_EXERCISES TO COMPLETE:_
(a) Reproduce the passage of the pthreadpool patch text from "BUG: https://bugzilla.samba.org/show_bug.cgi?id=13170" to "insertions(+), 2 deletions(-)".
(b) Carry on writing the pthreadpool patch text from the point where it stops.

_DOCUMENT EXCERPT:_
When it is not possible to create a single worker thread, the system
might be out of resources or hitting a configured limit. In this case
fall back to calling the job function synchronously instead of raising
the error to the caller and possibly back to the SMB client.

BUG: https://bugzilla.samba.org/show_bug.cgi?id=13170

Signed-off-by: Christof Schmitt <cs at samba.org>
---
 lib/pthreadpool/pthreadpool.c | 28 ++++++++++++++++++++++++++--
 1 file changed, 26 insertions(+), 2 deletions(-)

diff --git a/lib/pthreadpool/pthreadpool.c b/lib/pthreadpool/pthreadpool.c
index 4e1e5d4..309aba9 100644
--- a/lib/pthreadpool/pthreadpool.c
+++ b/lib/pthreadpool/pthreadpool.c
@@ -429,6 +429,11 @@ static bool pthreadpool_put_job(struct pthreadpool *p,
 	return true;
 }
 
+static void pthreadpool_undo_put_job(struct pthreadpool *p)
+{
+	p->num_jobs -= 1;
+}
+
 static void *pthreadpool_server(void *arg)
 {
 	struct pthreadpool *pool = (struct pthreadpool *)arg;
@@ -599,6 +604,9 @@ int pthreadpool_add_job(struct pthreadpool *pool, int job_id,
 		 * We have idle threads, wake one.

_DATA LISTING:_
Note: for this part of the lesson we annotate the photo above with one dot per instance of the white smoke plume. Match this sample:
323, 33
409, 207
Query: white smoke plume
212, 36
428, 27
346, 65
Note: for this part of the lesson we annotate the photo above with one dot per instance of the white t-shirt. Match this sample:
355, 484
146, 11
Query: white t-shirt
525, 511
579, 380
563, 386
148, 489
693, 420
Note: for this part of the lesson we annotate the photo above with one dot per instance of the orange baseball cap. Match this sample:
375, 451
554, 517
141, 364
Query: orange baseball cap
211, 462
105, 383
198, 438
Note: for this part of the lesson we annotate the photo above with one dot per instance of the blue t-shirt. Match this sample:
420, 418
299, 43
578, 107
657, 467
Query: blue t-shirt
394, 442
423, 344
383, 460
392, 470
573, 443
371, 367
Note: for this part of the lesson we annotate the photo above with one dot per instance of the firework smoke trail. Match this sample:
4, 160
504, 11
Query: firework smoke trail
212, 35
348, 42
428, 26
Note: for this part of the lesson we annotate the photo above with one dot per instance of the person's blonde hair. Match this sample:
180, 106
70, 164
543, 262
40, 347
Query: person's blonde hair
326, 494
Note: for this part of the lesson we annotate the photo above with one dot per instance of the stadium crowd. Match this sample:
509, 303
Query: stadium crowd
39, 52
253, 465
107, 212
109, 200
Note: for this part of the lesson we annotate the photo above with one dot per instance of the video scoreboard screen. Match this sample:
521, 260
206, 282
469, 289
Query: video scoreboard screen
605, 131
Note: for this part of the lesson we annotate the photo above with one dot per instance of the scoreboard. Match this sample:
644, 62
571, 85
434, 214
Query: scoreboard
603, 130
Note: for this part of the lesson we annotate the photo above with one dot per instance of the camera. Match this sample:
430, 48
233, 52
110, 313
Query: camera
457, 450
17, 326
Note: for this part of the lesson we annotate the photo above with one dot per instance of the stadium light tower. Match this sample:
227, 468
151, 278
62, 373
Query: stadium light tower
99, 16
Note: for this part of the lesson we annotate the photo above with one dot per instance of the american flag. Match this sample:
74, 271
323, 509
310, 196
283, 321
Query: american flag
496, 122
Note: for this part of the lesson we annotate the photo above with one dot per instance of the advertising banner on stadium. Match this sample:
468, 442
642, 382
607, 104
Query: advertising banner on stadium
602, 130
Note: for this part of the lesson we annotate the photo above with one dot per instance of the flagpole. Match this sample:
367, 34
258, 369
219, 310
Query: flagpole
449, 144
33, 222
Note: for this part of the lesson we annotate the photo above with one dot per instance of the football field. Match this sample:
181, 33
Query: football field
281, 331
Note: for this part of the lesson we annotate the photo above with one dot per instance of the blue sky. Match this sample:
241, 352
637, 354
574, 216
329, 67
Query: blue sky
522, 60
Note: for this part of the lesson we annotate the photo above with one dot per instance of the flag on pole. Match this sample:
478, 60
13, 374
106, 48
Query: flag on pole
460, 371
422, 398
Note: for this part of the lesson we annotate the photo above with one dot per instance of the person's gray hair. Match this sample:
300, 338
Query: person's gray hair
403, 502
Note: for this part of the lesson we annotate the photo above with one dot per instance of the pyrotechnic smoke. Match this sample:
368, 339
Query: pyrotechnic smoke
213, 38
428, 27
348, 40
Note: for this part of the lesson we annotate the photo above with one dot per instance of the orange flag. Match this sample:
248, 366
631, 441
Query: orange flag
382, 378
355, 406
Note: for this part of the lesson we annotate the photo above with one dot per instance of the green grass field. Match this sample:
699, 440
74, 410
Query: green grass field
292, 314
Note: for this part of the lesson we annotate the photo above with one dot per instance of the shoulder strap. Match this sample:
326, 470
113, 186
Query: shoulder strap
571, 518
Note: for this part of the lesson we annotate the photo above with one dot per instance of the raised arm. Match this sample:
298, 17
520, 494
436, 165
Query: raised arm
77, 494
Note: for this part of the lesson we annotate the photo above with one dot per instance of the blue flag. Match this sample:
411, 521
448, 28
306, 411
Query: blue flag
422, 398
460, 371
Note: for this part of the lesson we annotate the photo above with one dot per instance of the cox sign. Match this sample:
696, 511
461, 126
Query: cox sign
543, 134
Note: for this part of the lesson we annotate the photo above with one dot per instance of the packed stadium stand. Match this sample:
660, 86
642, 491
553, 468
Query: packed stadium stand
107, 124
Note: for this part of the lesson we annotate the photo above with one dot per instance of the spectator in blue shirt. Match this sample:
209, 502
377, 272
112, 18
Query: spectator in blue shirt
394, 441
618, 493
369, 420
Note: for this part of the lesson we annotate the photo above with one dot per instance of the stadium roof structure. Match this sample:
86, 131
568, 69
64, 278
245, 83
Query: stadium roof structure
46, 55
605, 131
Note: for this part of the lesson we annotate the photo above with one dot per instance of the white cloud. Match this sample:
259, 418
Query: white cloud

_EXERCISE ANSWERS:_
(a)
BUG: https://bugzilla.samba.org/show_bug.cgi?id=13170

Signed-off-by: Christof Schmitt <cs at samba.org>
---
 lib/pthreadpool/pthreadpool.c | 28 ++++++++++++++++++++++++++--
 1 file changed, 26 insertions(+), 2 deletions(-)

(b)
 		 */
 		res = pthread_cond_signal(&pool->condvar);
+		if (res != 0) {
+			pthreadpool_undo_put_job(pool);
+		}
 		pthread_mutex_unlock(&pool->mutex);
 		return res;
 	}
@@ -614,8 +622,24 @@ int pthreadpool_add_job(struct pthreadpool *pool, int job_id,
 
 	res = pthreadpool_create_thread(pool);
 	if (res != 0) {
-		pthread_mutex_unlock(&pool->mutex);
-		return res;
+		if (pool->num_threads == 0) {
+			/*
+			 * No thread could be created to run job,
+			 * fallback to sync call.
+			 */
+			pthreadpool_undo_put_job(pool);
+			pthread_mutex_unlock(&pool->mutex);
+
+			fn(private_data);
+			return pool->signal_fn(job_id, fn, private_data,
+					       pool->signal_fn_private_data);
+		}
+
+		/*
+		 * At least one thread is still available, let
+		 * that one run the queued job.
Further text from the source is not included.